### ЗАДАНИЯ:
**1.** Согласуются ли с текстом для чтения утверждения (а), (б) и (в)? На каждое ответьте «да» или «нет» и приведите решающие слова текста в точной цитате.
(а) Автор поняла подвох примерно в шесть лет.
(б) Автор распространяет свои выводы до уровня концепций антинатализма.
(в) По мнению автора, глобальное страдание индивида можно компенсировать полностью.
**2.** Что, согласно тексту для чтения, гуманисты и интеллектуалы предлагают вместо политических прав и экономических гарантий?
**3.** Продолжите текст для чтения, начав сразу после его последнего предложения.

### ТЕКСТ ДЛЯ ЧТЕНИЯ:
================================

Posted 19 июня 2020, 14:43
Published 19 июня 2020, 14:43
Modified 7 марта, 15:04
Updated 7 марта, 15:04
С рождения мне прямо или косвенно внушалось, что жизнь имеет значение. Сама по себе. В этой глобальной псевдогуманистической парадигме подвох, который мне стал понятен уже лет в 6, заключался в очевидном — «Не жизнь для меня, а я для жизни». И меня это категорически не устраивало. То, что метафизически глобально можно распространить на бытие как таковое, очевидно работает только в тоталитарных и авторитарных (т.е. в любых социалистических) сообществах.
Я намеренно не распространяю сейчас свои выводы до уровня шопенгауэровского пессимизма и концепций антинатализма. И вот почему. В один прекрасный момент я поняла, что дело обстоит не только и не столько в абсолютно неправильном устройстве мира, а именно в устройстве определенных сообществ. То есть, глобальное страдание индивида можно компенсировать. Не до конца. Но весьма значительно. Только беда в том, что авторитарные сообщества этим не занимаются. И не только сами сообщества. Но и отдельные индивиды внутри них. Даже гуманисты и интеллектуалы пытаются предложить нам различные формы психологических компенсаций, вместо политических прав и экономических гарантий, являясь, таким образом, заложниками жанра.

================================

### ФРАГМЕНТ ДАННЫХ:
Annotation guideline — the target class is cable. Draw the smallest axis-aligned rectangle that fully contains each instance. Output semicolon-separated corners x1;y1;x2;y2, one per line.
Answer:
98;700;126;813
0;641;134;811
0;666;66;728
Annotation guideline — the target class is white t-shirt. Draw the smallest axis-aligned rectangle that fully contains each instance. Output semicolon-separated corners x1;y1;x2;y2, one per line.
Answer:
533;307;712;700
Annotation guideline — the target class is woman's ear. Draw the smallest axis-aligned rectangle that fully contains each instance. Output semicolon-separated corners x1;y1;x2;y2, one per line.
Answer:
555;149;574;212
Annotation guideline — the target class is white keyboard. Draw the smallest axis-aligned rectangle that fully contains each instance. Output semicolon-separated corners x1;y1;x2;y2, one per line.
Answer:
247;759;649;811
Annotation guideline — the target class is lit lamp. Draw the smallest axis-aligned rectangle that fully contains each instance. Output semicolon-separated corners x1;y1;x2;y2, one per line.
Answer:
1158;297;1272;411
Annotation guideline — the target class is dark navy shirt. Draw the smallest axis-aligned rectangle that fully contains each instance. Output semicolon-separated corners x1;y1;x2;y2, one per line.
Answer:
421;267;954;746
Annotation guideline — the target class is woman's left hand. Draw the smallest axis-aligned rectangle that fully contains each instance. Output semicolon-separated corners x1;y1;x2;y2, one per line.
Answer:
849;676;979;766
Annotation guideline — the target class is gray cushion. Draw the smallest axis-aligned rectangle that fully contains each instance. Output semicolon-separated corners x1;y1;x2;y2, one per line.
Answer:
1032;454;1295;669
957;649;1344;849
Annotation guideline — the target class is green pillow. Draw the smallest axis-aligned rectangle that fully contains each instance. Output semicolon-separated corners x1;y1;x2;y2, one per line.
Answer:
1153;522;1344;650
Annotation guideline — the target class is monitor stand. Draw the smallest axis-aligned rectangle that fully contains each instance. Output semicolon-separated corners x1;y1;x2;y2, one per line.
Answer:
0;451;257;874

================================

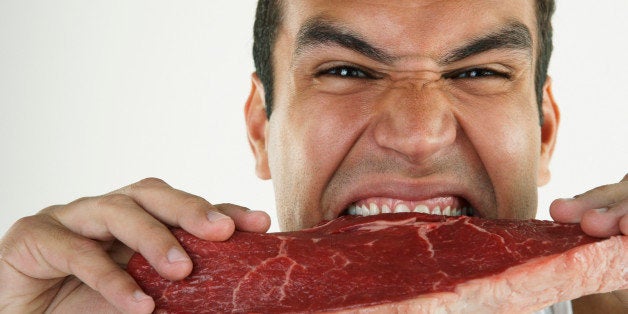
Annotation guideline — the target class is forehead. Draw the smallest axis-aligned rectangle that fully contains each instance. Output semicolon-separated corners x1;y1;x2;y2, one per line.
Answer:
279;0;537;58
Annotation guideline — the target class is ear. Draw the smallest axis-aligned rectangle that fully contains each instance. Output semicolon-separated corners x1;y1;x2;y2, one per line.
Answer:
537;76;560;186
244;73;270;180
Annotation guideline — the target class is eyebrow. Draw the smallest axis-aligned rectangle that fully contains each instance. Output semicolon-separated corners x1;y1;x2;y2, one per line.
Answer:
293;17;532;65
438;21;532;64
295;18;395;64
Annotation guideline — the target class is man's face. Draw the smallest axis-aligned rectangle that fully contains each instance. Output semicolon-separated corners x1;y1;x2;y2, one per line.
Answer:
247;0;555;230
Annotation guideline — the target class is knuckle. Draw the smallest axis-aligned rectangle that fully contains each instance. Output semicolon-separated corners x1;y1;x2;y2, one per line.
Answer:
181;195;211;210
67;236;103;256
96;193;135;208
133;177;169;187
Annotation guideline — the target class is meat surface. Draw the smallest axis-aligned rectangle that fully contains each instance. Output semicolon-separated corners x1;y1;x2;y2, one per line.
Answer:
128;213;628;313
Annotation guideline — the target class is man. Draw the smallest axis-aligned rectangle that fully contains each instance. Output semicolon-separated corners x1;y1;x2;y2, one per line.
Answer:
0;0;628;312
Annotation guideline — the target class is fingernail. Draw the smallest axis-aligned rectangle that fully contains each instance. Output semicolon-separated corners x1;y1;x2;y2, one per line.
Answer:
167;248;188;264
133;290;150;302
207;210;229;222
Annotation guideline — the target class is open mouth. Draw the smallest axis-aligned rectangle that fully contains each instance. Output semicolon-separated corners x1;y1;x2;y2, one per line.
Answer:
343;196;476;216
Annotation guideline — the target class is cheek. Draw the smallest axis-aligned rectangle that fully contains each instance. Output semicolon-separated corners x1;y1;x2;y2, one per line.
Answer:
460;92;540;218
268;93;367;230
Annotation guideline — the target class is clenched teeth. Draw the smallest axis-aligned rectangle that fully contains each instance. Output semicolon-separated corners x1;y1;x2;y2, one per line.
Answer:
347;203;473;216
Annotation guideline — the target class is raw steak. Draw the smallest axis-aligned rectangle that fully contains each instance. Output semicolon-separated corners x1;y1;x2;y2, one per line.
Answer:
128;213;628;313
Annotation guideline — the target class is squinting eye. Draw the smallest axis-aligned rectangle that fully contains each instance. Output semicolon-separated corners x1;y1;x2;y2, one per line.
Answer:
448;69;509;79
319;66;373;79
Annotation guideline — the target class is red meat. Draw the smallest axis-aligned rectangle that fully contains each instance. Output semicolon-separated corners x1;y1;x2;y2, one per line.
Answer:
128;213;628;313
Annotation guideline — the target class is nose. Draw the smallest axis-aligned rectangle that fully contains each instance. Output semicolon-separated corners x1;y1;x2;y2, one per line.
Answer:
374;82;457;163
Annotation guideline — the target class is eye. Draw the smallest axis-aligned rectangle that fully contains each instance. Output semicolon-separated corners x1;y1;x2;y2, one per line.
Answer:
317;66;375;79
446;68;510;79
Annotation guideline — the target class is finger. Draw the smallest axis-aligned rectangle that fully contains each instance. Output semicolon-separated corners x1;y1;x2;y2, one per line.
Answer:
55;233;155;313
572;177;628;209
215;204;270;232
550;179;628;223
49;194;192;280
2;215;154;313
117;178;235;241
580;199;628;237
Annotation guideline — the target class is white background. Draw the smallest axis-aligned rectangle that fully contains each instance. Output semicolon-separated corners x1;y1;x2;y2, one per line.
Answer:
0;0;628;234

================================

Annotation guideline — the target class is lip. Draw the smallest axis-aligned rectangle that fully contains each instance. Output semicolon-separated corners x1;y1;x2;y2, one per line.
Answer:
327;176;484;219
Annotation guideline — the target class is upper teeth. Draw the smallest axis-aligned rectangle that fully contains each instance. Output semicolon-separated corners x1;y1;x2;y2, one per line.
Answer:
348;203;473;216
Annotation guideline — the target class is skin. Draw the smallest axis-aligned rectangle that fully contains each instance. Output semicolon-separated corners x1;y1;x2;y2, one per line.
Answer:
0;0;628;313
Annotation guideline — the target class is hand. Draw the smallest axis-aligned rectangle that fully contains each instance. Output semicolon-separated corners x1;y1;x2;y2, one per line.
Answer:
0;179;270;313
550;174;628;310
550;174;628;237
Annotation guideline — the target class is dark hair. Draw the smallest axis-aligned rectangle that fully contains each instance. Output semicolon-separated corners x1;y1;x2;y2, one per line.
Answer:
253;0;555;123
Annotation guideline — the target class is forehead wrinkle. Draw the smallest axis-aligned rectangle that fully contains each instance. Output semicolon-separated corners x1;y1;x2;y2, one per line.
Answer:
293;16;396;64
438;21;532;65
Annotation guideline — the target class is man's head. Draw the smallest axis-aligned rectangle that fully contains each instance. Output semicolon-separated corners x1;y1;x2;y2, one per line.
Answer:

================================

### ОТВЕТЫ К ЗАДАНИЯМ:
**1.**
(а) Да: «мне стал понятен уже лет в 6».
(б) Нет: «Я намеренно не распространяю сейчас свои выводы до уровня шопенгауэровского пессимизма и концепций антинатализма».
(в) Нет: «глобальное страдание индивида можно компенсировать. Не до конца».

**2.** Различные формы психологических компенсаций.

**3.**
Однако, я не разделяю и не только не разделяю подобных методов и прочего «буддизма для бедных». Я принципиально отрицаю их. Весь мой опыт, приведший меня к абсолютному материализму неолиберального толка, говорит мне о том, что жизнь, безусловно, важна, но Смотря Какая Жизнь. Жизнь — для индивида, а не индивид для жизни!
Может ли жизнь в чисто биологическом смысле считаться ценностью? Популярная литература, в том числе взятая на вооружение социалистическим агитпропом, постулировала волю к жизни прежде всего как стремление к физическому выживанию. От произведений Джека Лондона, например «Любовь к жизни» до рассказа Джеймса Олдриджа «Последний дюйм» (одноименный фильм известен всем читателям) героизировалось стремление выживать любой ценой. Подобный тип поведения стал своеобразным импринтом для социалистического, особенного советского человека.
Только социалистический человек, в отличие от героев мировой литературы, находился в экстремальных условиях практически ежедневно. Не то, чтобы ему ежесекундно угрожала смерть. Хотя нередко случалось и такое. Советская армия, советская тюрьма, куда мог попасть кто угодно и когда угодно, войны — афганская и чеченская, и прочие засекреченные военные конфликты по всему земному шару — отнюдь не способствовали какой-либо расслабленности. Но еще более тягостным был ежедневный экзистенциальный стресс, как и психофизиологический дискомфорт, вызываемый нищетой и бесправием.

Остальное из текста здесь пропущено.